> [Problem statement]: Reproduce exactly the lines from the line containing "of the chrome" through the end of the records below, including both ends, and nothing else.

> [Supplied records]:
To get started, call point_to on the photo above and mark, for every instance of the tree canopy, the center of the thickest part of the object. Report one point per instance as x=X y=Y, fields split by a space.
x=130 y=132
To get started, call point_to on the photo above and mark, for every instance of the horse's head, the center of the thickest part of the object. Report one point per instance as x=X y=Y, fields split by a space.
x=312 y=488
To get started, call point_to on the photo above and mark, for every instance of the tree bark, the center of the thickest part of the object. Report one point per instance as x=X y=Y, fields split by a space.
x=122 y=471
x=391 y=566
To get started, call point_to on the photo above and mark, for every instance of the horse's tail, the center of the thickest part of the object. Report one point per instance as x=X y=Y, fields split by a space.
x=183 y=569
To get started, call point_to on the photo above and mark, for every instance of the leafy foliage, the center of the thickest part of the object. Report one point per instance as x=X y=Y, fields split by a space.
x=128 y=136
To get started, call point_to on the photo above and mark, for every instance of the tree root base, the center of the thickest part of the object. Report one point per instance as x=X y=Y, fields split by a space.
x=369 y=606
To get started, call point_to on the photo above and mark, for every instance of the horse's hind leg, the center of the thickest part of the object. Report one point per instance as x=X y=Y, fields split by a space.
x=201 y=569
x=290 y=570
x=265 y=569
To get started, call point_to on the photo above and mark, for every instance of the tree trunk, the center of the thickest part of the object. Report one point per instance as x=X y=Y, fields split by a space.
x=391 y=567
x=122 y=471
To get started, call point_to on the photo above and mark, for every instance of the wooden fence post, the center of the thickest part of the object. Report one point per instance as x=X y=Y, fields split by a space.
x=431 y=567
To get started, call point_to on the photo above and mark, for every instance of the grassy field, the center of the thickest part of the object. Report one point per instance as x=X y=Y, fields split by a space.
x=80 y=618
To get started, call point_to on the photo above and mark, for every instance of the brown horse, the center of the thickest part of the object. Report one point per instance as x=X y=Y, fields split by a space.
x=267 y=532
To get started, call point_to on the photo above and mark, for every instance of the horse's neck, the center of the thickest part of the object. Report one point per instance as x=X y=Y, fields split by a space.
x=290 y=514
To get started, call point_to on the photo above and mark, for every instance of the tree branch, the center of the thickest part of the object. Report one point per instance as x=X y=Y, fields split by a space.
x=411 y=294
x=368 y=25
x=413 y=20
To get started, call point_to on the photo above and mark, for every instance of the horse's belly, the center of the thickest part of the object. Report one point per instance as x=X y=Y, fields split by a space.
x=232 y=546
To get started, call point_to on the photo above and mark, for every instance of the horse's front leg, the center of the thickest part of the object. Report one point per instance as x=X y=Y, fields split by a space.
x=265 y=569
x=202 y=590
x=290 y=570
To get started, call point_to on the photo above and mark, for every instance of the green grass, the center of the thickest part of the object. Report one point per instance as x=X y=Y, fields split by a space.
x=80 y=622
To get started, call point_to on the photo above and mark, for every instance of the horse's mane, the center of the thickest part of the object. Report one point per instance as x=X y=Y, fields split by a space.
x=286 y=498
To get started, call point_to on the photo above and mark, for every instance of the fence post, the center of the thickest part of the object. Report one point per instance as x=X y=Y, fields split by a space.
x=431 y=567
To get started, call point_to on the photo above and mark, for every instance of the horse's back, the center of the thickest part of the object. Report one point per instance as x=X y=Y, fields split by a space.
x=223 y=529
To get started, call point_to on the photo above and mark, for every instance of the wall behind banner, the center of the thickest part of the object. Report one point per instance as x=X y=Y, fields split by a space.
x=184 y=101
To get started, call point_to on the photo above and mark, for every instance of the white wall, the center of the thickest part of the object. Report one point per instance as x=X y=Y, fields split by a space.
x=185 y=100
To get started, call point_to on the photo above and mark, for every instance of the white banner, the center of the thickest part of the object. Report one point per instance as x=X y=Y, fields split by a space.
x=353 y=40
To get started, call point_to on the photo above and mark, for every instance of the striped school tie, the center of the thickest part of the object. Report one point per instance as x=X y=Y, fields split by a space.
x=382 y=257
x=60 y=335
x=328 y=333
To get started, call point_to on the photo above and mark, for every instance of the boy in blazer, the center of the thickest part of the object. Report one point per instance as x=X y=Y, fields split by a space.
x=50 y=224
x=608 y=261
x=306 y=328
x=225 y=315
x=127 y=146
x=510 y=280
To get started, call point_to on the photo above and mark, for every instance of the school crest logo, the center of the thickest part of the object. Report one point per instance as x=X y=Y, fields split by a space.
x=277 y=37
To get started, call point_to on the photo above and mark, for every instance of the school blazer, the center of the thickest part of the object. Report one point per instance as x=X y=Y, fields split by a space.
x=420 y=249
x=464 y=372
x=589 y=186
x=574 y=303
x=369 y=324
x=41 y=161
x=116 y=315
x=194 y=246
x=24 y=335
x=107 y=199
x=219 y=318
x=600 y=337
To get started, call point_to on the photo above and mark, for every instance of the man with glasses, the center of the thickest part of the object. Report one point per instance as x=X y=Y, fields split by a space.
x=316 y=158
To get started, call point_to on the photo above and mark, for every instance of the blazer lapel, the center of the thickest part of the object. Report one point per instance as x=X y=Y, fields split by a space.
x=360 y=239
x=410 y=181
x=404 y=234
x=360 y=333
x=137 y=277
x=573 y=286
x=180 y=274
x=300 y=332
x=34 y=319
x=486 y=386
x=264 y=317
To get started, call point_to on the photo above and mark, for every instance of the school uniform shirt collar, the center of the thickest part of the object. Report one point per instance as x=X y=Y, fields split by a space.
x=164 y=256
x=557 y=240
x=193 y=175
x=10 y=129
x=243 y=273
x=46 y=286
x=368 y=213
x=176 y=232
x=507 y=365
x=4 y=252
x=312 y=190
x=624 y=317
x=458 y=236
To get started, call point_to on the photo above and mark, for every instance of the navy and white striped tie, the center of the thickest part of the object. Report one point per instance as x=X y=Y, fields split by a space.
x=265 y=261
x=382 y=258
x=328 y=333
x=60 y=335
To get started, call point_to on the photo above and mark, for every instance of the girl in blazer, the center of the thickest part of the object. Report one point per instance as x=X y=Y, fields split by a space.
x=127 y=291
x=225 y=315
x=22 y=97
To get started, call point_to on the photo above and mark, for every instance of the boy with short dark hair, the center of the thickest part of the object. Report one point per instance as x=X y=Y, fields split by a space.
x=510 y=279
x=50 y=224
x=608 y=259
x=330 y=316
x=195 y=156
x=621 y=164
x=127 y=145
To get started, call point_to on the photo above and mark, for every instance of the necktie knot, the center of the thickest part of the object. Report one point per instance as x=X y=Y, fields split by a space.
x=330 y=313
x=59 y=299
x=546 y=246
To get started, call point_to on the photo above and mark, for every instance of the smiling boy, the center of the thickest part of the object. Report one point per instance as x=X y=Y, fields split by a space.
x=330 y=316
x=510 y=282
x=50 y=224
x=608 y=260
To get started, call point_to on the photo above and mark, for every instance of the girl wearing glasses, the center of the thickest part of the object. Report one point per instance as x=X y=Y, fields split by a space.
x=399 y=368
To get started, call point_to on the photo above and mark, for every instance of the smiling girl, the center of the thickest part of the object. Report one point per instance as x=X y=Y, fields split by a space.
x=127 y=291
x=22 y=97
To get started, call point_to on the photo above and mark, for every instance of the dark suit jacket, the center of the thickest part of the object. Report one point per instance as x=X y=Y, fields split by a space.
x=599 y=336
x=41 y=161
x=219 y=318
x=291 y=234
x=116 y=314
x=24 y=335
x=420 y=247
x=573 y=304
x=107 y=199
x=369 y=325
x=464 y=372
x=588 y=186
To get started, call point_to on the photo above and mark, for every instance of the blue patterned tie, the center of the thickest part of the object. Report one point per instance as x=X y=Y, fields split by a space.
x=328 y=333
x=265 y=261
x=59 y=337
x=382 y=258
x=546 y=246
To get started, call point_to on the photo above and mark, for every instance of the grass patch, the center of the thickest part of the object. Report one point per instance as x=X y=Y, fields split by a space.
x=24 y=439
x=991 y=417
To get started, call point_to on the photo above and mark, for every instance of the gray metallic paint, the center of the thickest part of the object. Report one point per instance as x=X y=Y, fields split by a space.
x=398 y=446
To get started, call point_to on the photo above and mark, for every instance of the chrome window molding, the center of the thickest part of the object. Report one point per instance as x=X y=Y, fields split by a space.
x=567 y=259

> [Problem solution]:
To get started, call point_to on the photo above and mark, for every instance of the chrome window molding, the center of the thickest part of the object. Report one point per instance as x=X y=Y, fields split by a space.
x=567 y=259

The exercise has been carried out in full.